** start of LISTED ENTRIES **

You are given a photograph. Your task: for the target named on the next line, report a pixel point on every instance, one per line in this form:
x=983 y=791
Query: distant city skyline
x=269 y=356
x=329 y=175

** end of LISTED ENTRIES **

- DIRECTIONS FOR THIS TASK -
Present every line of the rows above as a numbered list, omitting any blank lines.

- SOLUTION TO THIS EXERCISE -
1. You are given a photograph. Your task: for the target named on the next line, report a pixel point on every instance, one per line in this form:
2. x=983 y=791
3. Query: distant city skyline
4. x=269 y=356
5. x=329 y=175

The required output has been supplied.